─── ИЗБРАННЫЙ ОТРЫВОК ───
Можно увидеть также правомерность другой крайней формы самопознания. Речь идет о самопознании, предложенном философами, признающими более или менее эксплицитно то, что мы таковы, какими хотим быть. Психоаналитик выжидает моменты расслабления, когда подавленные желания проявляются: Ален безапелляционно отвергает эту психологию обезьяны. Ни оплошности, ни сны, ни неустойчивые образы не принадлежат нам, нет никакой мысли в этих феноменах, являющихся больше телесными, чем психическими. Наше действительное «я» рождается на самом верху, а именно: в суждении.

Противоположность четкая: психолог, занимающийся изучением прошлого, обращает меньше внимания на поступки, чем на состояния сознания. Непроизвольные знаки его интересуют больше, чем обдуманные решения. Непосредственно он объясняет снизу; героический поступок гиперкомпенсацией, религиозное усердие — сублимацией. Напротив, философ отвергает фатальность характера, он всегда призывает индивидов смотреть вперед и в правдивости видит признак свободы.
─── ФРАГМЕНТЫ ЛИСТИНГА ───
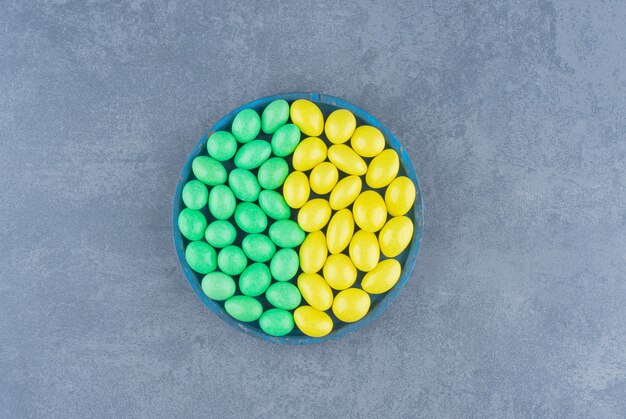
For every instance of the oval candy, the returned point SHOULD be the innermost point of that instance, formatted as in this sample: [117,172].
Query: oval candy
[231,260]
[222,202]
[274,205]
[345,192]
[323,178]
[253,154]
[250,218]
[347,160]
[400,196]
[339,231]
[307,116]
[208,170]
[286,233]
[191,224]
[367,141]
[246,125]
[370,212]
[309,153]
[312,322]
[283,295]
[272,173]
[382,169]
[254,280]
[314,215]
[243,308]
[313,252]
[284,265]
[285,140]
[351,305]
[220,234]
[218,286]
[339,271]
[201,257]
[395,236]
[276,322]
[364,250]
[221,145]
[296,189]
[274,116]
[244,185]
[195,195]
[340,125]
[383,277]
[258,247]
[315,291]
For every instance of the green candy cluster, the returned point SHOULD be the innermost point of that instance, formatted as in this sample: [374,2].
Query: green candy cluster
[241,237]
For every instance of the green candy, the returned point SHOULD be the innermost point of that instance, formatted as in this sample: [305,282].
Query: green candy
[208,170]
[231,260]
[218,286]
[285,140]
[221,145]
[222,202]
[220,234]
[272,173]
[200,257]
[274,205]
[250,218]
[243,308]
[254,280]
[244,185]
[276,322]
[195,194]
[283,295]
[284,265]
[253,154]
[258,247]
[274,116]
[192,224]
[246,125]
[286,233]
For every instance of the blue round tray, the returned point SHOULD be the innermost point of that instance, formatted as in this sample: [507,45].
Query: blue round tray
[407,259]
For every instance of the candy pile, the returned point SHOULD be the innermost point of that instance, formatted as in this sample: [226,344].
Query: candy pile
[288,244]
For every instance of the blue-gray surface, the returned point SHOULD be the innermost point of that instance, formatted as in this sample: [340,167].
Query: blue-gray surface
[514,114]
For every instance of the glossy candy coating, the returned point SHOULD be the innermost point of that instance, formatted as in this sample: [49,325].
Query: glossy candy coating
[307,116]
[195,195]
[274,116]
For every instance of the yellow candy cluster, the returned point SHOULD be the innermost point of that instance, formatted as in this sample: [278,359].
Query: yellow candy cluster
[343,217]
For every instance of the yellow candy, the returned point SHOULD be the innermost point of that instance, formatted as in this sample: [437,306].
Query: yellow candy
[364,250]
[370,212]
[383,169]
[351,305]
[324,178]
[312,322]
[314,215]
[368,141]
[345,192]
[339,271]
[347,160]
[395,236]
[339,126]
[399,196]
[308,117]
[313,252]
[339,231]
[296,189]
[315,291]
[383,277]
[310,152]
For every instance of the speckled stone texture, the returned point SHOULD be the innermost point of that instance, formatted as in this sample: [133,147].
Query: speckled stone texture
[514,114]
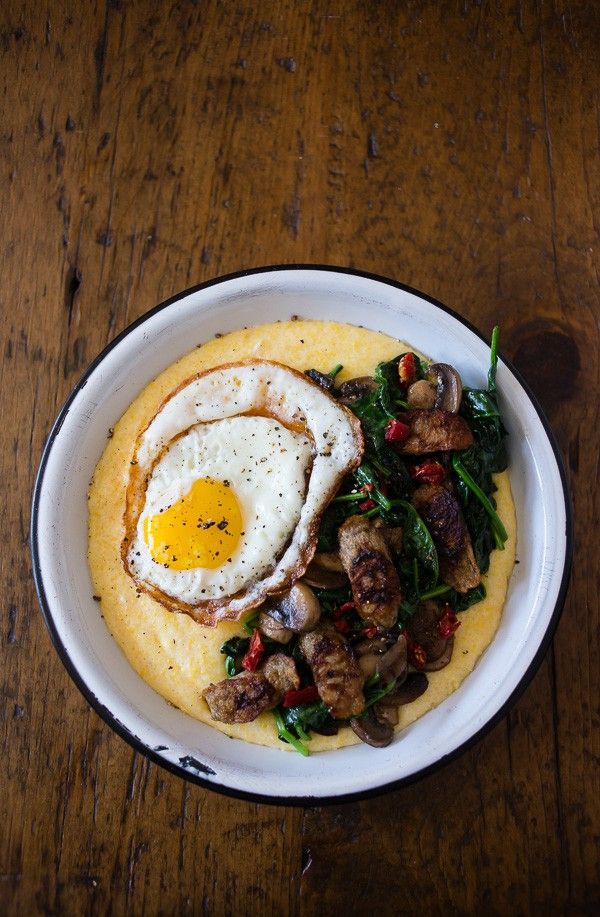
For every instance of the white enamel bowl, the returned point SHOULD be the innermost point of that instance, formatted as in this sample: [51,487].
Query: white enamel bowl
[59,535]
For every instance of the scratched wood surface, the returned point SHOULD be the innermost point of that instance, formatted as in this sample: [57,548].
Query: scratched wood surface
[146,146]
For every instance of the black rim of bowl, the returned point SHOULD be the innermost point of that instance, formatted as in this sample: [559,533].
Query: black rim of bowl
[184,771]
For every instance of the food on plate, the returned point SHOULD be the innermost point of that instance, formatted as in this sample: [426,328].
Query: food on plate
[288,553]
[227,486]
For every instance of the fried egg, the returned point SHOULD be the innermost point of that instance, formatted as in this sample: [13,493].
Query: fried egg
[228,484]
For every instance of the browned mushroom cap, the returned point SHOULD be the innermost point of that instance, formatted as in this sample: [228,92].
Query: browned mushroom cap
[377,657]
[353,389]
[371,730]
[441,661]
[273,629]
[448,387]
[325,575]
[393,665]
[387,713]
[298,609]
[421,394]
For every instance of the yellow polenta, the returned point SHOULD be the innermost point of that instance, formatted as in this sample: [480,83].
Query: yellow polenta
[180,658]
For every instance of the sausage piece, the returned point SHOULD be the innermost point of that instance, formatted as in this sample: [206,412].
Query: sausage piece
[242,698]
[281,671]
[337,675]
[435,431]
[367,561]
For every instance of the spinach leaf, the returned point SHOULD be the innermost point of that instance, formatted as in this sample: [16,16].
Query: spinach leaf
[418,545]
[378,453]
[286,735]
[475,466]
[233,650]
[235,646]
[392,394]
[308,716]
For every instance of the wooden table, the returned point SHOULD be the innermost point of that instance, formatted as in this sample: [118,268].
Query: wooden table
[148,146]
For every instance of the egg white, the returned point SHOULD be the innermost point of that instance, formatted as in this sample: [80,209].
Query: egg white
[265,464]
[258,388]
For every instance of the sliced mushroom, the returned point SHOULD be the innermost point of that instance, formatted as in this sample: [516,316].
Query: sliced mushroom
[321,578]
[443,660]
[323,379]
[393,665]
[298,609]
[448,387]
[353,389]
[421,394]
[273,629]
[372,730]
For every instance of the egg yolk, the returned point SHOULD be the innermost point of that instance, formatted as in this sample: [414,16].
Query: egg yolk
[202,529]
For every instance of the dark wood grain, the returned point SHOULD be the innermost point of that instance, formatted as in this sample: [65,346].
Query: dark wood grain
[145,147]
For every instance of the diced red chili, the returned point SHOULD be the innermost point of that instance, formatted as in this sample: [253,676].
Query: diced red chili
[298,698]
[396,431]
[448,623]
[407,369]
[428,472]
[366,504]
[256,651]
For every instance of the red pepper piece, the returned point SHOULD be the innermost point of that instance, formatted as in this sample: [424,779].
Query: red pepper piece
[298,698]
[256,651]
[448,623]
[416,653]
[366,504]
[407,369]
[396,431]
[428,472]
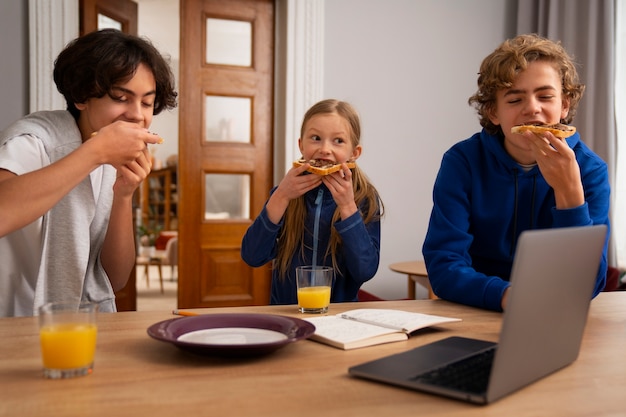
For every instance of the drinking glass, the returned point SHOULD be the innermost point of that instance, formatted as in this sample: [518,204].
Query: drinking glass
[67,332]
[314,284]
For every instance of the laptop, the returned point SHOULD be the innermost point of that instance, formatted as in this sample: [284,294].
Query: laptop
[552,278]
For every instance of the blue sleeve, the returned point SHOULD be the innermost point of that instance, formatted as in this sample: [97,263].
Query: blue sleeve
[595,210]
[258,245]
[448,240]
[361,246]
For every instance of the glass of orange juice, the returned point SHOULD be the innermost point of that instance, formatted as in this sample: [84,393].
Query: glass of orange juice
[67,332]
[314,283]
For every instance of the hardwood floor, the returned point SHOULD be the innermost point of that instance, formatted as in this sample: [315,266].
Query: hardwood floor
[149,297]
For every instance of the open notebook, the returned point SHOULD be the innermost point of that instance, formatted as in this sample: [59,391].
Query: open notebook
[552,282]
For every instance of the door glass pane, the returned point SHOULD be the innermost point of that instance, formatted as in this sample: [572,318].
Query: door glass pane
[105,22]
[228,42]
[227,119]
[227,196]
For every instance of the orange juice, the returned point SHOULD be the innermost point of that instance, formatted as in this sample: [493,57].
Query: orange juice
[314,297]
[68,345]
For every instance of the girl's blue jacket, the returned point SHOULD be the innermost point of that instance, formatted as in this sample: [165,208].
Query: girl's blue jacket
[358,255]
[483,200]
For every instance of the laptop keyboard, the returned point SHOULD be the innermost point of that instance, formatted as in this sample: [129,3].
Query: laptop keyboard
[468,375]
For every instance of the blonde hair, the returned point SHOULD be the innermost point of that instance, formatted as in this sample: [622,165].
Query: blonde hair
[366,197]
[499,70]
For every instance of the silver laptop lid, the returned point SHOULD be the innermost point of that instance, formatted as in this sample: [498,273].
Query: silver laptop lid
[552,282]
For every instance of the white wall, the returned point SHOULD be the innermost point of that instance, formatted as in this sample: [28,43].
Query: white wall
[409,67]
[14,65]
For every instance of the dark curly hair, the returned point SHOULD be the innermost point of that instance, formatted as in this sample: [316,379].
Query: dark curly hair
[499,69]
[91,65]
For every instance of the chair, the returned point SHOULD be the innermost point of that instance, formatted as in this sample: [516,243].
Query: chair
[367,296]
[170,255]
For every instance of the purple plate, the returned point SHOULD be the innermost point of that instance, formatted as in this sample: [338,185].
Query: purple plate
[235,334]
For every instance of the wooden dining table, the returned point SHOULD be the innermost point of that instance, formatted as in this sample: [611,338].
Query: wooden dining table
[136,375]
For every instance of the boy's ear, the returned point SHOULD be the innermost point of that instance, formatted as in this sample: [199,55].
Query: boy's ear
[491,114]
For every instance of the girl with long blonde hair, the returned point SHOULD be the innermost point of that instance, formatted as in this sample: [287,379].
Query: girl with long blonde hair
[309,219]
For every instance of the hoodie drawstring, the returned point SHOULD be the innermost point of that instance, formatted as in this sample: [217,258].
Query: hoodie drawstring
[532,211]
[316,226]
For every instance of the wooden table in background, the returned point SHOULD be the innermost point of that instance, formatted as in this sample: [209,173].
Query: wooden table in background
[416,272]
[135,375]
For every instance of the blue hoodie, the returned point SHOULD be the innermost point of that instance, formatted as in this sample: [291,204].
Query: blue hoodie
[483,200]
[357,258]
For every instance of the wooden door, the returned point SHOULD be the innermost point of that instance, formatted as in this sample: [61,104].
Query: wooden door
[225,145]
[122,14]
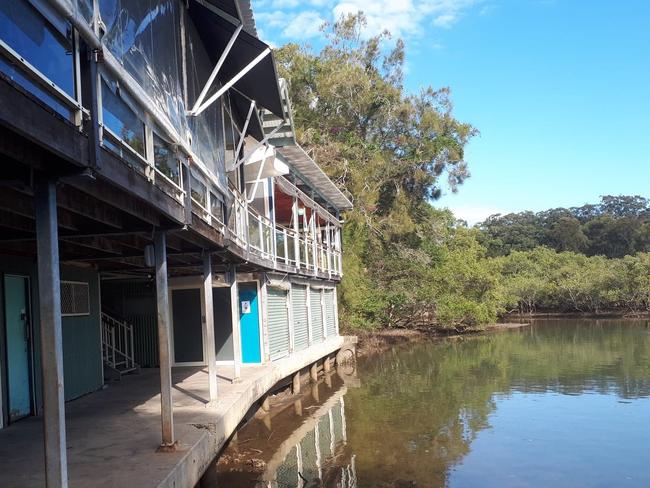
───
Где, согласно отрывку о самопознании, рождается наше действительное «я»?

Наше действительное «я» рождается на самом верху, а именно в суждении.